Task:
Report every line of the listing below that contains the word "tall", copying each one in full.

Stored rows:
┏━━

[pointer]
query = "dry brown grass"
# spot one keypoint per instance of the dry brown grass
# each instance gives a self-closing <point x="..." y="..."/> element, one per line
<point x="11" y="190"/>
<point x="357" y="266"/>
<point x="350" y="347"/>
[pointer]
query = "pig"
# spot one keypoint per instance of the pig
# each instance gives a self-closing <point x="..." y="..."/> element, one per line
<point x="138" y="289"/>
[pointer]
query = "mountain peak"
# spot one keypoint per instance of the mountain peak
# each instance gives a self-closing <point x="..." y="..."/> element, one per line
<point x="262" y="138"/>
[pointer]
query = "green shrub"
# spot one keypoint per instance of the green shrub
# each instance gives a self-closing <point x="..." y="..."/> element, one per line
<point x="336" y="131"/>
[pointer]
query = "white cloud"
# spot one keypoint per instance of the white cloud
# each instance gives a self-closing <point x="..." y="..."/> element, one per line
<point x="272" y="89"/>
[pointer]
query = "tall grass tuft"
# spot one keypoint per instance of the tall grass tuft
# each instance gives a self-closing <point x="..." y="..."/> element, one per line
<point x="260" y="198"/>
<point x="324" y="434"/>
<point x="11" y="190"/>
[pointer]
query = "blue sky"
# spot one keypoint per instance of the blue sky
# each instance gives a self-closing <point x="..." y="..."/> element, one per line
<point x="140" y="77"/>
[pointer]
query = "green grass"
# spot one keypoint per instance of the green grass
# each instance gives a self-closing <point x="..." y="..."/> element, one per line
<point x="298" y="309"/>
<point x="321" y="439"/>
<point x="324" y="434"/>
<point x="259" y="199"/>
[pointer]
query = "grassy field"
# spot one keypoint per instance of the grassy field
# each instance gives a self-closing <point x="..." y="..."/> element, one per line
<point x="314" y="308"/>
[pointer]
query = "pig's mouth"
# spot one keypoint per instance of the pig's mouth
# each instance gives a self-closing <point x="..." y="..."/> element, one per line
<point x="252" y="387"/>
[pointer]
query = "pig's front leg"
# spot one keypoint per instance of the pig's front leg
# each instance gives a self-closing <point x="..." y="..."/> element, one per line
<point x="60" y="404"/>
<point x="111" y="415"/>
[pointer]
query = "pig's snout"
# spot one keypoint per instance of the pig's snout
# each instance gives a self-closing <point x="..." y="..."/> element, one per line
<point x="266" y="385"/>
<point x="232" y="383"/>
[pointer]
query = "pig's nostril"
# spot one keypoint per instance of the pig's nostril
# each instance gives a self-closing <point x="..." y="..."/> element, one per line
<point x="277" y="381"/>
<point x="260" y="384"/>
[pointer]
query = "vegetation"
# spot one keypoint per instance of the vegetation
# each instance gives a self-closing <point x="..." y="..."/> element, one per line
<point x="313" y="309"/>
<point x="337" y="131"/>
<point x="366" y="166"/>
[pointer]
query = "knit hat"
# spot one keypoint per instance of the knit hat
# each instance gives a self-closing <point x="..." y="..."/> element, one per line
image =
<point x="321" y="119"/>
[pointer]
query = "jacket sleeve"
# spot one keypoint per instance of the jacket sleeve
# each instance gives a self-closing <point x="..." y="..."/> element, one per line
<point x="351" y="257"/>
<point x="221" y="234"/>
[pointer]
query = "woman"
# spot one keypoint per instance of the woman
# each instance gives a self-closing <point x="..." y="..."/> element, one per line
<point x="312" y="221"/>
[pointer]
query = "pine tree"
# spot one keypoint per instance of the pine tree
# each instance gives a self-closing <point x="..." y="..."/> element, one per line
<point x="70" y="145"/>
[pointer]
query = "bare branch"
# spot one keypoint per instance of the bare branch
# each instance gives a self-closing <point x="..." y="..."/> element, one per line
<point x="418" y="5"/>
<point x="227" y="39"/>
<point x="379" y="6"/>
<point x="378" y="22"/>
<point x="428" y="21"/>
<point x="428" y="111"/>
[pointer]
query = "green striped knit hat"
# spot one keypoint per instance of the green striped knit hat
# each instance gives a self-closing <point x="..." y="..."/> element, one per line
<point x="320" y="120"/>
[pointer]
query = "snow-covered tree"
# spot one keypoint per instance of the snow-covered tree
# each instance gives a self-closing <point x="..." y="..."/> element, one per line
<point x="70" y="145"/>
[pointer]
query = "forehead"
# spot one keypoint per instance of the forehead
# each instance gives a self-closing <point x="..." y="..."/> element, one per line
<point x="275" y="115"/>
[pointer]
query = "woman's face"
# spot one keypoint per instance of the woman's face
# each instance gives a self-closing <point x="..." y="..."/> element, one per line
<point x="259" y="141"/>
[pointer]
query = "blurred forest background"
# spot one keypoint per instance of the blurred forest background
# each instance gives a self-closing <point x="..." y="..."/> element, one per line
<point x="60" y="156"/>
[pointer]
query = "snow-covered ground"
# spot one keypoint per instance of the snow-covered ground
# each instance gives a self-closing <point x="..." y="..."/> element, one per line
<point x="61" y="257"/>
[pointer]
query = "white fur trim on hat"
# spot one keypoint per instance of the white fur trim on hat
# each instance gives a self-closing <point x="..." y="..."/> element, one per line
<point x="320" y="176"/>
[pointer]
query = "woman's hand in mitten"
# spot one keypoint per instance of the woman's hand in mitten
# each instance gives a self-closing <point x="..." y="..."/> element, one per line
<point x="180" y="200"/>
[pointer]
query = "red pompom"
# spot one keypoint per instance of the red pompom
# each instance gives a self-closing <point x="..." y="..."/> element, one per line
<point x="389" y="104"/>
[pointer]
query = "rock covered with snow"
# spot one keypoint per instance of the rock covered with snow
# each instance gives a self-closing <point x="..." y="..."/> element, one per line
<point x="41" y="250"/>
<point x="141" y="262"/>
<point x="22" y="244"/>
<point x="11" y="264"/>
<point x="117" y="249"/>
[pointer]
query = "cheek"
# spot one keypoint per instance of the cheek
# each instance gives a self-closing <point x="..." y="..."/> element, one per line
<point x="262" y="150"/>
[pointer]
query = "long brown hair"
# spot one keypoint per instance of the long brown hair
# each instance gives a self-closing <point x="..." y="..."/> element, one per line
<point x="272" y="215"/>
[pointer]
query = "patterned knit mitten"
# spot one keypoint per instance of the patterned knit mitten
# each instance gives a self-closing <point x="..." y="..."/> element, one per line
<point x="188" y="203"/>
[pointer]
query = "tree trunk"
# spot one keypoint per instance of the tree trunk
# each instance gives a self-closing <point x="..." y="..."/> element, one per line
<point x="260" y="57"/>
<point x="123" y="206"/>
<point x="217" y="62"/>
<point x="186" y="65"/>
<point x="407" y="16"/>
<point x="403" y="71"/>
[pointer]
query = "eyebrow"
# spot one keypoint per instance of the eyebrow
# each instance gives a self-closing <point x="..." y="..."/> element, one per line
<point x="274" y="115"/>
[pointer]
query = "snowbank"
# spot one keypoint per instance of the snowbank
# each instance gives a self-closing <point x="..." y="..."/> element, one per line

┗━━

Exercise output:
query = "tall grass tuft"
# spot one keypoint per instance of the tall grass tuft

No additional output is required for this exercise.